The problem: Return the records below from the line containing "of the wristwatch" onward, exactly, through and including the last line.

◆ ◆ ◆ ◆

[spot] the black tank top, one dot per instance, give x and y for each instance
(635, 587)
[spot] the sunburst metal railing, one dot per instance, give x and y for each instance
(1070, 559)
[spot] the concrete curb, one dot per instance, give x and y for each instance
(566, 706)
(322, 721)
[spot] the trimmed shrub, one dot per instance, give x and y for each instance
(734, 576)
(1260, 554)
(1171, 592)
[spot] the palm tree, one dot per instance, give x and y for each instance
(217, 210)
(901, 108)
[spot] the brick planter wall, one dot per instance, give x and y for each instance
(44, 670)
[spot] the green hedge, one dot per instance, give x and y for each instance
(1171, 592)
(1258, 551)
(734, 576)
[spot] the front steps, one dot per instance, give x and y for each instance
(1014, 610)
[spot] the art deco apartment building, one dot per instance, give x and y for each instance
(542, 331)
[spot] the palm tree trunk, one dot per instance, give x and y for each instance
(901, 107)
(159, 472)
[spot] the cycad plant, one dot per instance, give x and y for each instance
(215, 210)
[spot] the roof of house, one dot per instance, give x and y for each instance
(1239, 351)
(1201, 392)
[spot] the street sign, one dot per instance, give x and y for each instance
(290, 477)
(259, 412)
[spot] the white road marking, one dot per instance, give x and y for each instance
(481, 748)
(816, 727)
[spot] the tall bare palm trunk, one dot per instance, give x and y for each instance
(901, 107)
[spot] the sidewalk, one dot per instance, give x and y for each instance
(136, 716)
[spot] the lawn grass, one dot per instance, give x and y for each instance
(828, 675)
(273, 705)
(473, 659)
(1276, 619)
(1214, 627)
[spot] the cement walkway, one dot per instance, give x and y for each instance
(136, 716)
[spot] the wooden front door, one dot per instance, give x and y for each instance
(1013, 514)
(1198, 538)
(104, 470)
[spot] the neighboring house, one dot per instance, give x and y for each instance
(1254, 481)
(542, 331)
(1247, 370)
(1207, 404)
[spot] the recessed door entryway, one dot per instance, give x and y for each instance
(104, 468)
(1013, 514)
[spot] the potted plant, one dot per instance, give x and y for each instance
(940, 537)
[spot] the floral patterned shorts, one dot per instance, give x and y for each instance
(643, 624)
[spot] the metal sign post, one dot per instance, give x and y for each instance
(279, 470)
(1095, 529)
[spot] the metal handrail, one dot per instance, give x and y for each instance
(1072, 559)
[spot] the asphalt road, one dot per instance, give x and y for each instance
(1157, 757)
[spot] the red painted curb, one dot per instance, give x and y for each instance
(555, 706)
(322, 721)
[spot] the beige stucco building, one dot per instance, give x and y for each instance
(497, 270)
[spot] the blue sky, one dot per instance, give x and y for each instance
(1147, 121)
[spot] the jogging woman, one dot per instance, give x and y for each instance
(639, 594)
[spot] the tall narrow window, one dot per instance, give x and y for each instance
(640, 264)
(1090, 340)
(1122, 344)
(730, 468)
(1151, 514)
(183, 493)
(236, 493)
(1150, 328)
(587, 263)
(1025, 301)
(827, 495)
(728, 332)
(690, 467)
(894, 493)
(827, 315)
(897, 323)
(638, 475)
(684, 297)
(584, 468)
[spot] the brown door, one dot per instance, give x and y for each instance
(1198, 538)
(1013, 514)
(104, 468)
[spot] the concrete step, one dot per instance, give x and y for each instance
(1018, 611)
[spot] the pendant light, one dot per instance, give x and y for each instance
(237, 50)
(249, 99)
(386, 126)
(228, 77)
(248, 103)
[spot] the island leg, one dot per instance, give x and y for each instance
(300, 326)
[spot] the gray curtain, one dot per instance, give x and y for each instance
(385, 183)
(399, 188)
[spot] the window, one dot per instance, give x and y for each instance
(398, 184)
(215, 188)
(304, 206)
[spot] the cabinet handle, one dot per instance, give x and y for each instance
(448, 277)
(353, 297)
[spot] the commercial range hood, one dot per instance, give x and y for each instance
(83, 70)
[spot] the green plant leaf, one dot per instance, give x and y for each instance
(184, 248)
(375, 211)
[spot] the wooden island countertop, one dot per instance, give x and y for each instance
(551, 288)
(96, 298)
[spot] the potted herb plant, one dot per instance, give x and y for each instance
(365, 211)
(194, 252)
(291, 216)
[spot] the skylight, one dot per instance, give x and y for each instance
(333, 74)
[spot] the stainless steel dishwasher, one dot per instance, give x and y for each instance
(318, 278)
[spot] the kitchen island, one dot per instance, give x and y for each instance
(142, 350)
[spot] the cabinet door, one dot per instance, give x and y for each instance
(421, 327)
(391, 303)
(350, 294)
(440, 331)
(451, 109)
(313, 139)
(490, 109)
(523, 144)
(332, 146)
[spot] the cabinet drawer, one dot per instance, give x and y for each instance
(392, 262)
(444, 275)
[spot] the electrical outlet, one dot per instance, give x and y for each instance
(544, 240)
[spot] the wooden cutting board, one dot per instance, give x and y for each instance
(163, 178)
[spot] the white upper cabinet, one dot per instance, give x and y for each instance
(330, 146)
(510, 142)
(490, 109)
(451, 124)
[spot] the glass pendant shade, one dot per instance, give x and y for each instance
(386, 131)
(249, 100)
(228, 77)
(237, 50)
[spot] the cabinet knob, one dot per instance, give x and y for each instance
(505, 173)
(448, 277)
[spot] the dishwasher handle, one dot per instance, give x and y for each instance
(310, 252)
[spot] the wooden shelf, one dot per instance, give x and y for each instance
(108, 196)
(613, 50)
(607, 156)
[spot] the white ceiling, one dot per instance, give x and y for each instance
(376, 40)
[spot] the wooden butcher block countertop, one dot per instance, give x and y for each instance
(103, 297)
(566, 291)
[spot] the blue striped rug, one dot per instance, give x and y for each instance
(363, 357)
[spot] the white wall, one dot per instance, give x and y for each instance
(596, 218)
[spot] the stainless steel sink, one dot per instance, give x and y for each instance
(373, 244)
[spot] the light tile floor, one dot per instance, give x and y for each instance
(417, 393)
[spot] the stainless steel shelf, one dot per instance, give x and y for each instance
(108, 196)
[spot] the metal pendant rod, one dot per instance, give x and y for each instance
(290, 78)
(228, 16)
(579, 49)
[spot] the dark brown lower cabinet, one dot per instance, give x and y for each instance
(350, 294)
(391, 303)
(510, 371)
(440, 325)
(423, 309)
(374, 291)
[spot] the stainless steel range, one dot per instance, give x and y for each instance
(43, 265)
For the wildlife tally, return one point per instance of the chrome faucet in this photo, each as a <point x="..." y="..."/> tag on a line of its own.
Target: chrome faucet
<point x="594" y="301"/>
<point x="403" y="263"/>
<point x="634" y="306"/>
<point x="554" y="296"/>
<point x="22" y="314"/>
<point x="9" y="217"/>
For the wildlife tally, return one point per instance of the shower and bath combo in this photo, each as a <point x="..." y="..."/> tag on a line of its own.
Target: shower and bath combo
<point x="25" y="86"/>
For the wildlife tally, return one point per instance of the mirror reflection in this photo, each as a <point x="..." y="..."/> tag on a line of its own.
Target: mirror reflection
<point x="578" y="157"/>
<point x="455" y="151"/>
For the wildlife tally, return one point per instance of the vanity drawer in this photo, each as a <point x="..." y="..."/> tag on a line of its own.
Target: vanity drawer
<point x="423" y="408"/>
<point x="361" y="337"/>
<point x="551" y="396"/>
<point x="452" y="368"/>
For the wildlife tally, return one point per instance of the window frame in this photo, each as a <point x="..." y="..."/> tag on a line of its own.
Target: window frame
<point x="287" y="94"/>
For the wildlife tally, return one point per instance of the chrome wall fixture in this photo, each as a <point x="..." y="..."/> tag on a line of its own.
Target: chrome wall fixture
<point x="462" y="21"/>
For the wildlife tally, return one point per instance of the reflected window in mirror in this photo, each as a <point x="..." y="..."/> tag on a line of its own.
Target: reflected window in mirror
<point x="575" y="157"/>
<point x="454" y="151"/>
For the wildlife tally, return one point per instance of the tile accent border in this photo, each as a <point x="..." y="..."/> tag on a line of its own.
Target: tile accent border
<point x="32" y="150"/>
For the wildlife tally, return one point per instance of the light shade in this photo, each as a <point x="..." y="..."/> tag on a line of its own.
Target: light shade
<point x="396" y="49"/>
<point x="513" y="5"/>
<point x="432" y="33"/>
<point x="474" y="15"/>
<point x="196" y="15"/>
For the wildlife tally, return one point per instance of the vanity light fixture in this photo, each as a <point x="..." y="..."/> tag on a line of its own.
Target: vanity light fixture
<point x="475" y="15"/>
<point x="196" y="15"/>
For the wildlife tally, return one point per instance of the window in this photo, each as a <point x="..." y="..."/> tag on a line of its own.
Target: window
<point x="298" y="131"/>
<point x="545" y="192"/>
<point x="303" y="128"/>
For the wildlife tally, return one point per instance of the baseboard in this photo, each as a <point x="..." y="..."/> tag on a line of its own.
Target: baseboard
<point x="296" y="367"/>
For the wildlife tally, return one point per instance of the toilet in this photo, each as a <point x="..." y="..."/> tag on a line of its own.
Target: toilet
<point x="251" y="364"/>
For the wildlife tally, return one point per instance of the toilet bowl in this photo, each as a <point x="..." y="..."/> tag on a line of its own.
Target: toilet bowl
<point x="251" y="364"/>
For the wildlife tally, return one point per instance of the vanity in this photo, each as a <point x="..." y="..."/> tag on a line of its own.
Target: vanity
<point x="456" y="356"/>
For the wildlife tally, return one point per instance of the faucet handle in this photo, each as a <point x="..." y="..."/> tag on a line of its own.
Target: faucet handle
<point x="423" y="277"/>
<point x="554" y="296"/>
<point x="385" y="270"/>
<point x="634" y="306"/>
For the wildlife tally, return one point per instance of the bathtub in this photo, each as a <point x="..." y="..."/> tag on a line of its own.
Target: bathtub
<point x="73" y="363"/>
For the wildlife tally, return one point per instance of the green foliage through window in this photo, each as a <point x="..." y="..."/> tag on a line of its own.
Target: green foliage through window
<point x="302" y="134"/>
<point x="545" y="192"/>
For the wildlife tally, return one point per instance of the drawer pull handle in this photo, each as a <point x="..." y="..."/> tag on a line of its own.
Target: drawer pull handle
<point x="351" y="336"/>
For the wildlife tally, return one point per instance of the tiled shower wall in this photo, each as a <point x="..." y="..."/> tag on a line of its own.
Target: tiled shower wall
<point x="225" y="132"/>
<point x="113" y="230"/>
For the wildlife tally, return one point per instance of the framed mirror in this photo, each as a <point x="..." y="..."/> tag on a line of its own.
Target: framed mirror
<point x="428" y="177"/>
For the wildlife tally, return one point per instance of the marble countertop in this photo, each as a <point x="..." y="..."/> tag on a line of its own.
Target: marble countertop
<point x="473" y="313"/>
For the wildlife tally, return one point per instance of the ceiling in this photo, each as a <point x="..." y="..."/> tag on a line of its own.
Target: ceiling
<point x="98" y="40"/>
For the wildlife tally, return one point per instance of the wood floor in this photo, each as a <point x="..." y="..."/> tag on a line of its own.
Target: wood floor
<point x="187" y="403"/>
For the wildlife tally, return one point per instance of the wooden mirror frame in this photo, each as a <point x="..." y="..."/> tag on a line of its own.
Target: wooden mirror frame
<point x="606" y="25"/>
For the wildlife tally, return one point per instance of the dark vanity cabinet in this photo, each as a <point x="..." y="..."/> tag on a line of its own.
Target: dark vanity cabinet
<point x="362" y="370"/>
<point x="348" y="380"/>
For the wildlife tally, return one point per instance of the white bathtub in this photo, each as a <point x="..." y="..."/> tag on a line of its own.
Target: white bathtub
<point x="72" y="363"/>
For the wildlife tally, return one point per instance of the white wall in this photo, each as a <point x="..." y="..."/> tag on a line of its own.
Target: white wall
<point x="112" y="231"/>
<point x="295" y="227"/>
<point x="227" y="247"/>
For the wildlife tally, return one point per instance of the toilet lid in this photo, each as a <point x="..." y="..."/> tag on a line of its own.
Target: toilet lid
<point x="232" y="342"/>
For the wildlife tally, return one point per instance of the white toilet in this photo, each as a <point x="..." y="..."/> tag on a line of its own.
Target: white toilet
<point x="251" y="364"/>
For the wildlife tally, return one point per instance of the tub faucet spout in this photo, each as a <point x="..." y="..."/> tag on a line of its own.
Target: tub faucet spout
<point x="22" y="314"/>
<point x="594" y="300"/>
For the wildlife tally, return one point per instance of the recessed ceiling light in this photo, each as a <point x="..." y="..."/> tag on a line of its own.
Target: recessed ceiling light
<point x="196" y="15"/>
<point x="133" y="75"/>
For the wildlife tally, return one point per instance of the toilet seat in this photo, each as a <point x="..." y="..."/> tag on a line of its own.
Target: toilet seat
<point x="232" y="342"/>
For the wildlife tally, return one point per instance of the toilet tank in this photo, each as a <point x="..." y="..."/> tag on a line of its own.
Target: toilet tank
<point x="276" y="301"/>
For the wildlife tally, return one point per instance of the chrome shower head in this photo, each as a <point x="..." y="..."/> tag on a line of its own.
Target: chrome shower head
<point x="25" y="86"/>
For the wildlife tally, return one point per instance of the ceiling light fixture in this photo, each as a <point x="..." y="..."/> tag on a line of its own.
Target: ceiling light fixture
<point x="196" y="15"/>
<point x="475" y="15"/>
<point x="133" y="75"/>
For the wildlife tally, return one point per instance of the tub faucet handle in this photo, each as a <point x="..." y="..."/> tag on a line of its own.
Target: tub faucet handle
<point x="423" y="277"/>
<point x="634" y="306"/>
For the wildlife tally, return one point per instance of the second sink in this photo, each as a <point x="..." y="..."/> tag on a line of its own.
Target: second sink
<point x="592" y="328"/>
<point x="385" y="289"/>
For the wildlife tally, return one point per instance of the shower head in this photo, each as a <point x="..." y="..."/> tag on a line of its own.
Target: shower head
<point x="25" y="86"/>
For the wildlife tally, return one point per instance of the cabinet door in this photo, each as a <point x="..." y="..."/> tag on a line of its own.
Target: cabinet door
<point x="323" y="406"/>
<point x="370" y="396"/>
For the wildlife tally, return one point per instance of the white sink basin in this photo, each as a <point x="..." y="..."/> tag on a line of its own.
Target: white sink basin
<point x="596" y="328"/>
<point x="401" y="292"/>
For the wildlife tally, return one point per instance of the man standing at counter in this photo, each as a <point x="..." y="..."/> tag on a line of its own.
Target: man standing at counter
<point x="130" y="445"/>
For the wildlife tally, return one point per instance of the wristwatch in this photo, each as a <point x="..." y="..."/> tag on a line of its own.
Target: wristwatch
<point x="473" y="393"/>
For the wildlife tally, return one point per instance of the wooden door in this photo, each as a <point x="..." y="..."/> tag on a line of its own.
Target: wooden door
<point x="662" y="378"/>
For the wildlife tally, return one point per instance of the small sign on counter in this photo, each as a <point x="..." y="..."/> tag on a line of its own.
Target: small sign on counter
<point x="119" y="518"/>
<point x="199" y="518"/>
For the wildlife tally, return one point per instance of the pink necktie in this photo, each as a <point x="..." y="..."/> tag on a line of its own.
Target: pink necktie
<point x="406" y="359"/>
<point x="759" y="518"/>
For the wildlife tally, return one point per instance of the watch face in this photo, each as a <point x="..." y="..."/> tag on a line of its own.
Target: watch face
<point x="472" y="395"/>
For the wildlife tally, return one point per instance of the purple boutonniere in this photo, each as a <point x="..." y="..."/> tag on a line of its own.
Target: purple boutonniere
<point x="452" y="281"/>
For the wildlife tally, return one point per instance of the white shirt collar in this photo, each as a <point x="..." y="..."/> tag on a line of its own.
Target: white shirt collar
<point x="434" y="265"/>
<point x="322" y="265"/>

◆ ◆ ◆ ◆

Written solution:
For the wildlife tally, return one point per instance of the wristwatch in this photo, each as a <point x="..." y="..."/> tag on a line of its own.
Target: wristwatch
<point x="473" y="393"/>
For the wildlife tally, return one point per instance of the wooden door in this photo, each as a <point x="..." y="..."/> tag on a line of its own.
Target: wooden door
<point x="662" y="378"/>
For the wildlife tally, return one point per instance of the small sign on counter in this photo, each as a <point x="..." y="..."/> tag on a line of its own.
Target: small sign on counter
<point x="119" y="518"/>
<point x="199" y="518"/>
For the wildlife tally, return one point per instance of the pink necktie in this photo, each as a <point x="..." y="..."/> tag on a line of its own.
Target: pink necktie
<point x="406" y="359"/>
<point x="759" y="518"/>
For the wildlife tally, return one point per instance of the watch face in this photo, each as a <point x="..." y="..."/> tag on a line of its own.
Target: watch face
<point x="472" y="395"/>
For the wildlife tally, return one point per instance of the purple boutonniere in this photo, each as a <point x="..." y="..."/> tag on a line of its own.
Target: purple boutonniere
<point x="452" y="281"/>
For the wildlife tally, return one point per instance of the white shirt collar in this photo, each as a <point x="..." y="..."/> tag on a line of its own.
Target: white shirt collar
<point x="434" y="265"/>
<point x="322" y="265"/>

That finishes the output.